Exercise prompt:
Your answer should consist of each line below that contains the string "query".

::::::::

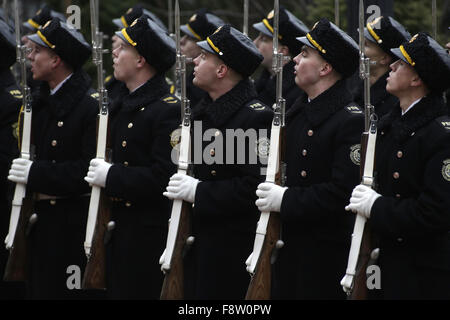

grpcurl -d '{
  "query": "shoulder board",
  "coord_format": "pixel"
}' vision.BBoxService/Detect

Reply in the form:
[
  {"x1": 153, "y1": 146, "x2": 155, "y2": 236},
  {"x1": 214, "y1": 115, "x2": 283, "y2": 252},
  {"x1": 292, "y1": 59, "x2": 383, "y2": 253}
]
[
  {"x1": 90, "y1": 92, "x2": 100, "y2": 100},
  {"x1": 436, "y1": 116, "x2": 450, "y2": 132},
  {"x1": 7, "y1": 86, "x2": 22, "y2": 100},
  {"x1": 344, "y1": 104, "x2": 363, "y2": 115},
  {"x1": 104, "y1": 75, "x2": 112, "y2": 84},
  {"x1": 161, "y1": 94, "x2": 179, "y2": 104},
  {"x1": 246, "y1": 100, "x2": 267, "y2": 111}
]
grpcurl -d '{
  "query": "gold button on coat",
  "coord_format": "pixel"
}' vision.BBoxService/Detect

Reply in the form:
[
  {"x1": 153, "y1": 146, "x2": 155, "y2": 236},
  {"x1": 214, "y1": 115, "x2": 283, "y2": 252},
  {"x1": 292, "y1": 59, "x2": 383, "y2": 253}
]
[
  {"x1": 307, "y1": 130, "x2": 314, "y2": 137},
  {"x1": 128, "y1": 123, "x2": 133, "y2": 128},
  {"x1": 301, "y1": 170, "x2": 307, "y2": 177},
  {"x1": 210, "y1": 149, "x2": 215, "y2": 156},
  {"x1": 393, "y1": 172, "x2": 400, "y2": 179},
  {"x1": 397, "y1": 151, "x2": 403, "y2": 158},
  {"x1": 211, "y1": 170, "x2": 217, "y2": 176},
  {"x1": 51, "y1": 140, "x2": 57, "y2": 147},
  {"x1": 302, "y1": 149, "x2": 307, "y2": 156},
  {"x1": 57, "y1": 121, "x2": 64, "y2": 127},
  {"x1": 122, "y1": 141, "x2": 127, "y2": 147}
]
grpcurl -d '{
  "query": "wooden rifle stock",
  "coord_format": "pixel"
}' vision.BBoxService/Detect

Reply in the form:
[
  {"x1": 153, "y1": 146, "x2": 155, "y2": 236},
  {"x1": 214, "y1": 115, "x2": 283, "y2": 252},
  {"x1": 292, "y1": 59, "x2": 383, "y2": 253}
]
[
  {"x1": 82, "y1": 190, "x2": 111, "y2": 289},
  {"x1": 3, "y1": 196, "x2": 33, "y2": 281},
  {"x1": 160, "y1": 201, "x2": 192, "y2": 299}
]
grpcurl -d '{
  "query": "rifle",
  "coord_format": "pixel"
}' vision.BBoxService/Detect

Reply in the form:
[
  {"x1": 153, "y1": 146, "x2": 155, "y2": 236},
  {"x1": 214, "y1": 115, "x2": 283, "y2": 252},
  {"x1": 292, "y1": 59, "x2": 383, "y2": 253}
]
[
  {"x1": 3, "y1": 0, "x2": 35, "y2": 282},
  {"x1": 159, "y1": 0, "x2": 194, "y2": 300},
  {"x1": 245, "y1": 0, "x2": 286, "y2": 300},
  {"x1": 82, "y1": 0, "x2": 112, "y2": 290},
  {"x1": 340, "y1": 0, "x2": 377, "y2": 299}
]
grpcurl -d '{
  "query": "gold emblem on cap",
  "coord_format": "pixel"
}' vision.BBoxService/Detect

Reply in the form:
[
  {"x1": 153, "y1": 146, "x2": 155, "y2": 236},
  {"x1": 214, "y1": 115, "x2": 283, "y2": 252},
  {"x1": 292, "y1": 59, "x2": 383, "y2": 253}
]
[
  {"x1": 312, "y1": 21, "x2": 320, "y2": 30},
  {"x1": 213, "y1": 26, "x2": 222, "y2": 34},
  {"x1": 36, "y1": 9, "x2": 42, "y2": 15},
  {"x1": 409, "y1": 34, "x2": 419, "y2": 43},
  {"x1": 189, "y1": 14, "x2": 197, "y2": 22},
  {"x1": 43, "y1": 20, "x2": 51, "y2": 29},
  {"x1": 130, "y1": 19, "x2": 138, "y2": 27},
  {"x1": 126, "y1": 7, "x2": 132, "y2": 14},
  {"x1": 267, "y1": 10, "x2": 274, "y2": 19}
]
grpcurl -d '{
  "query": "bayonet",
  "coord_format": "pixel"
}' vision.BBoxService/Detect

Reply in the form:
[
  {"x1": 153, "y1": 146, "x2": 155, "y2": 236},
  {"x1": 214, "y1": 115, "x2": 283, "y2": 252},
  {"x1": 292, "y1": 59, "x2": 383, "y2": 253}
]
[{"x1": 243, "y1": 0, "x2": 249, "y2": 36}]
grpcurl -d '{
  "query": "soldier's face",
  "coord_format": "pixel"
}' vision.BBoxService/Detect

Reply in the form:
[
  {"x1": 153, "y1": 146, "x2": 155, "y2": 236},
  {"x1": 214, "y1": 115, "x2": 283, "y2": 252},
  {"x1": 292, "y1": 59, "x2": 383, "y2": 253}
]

::::::::

Written reply:
  "query": "shoulder board",
  "query": "gold button on coat",
  "query": "wooden rifle stock",
  "query": "rifle",
  "query": "gold emblem on cap",
  "query": "bayonet",
  "query": "soldier's face",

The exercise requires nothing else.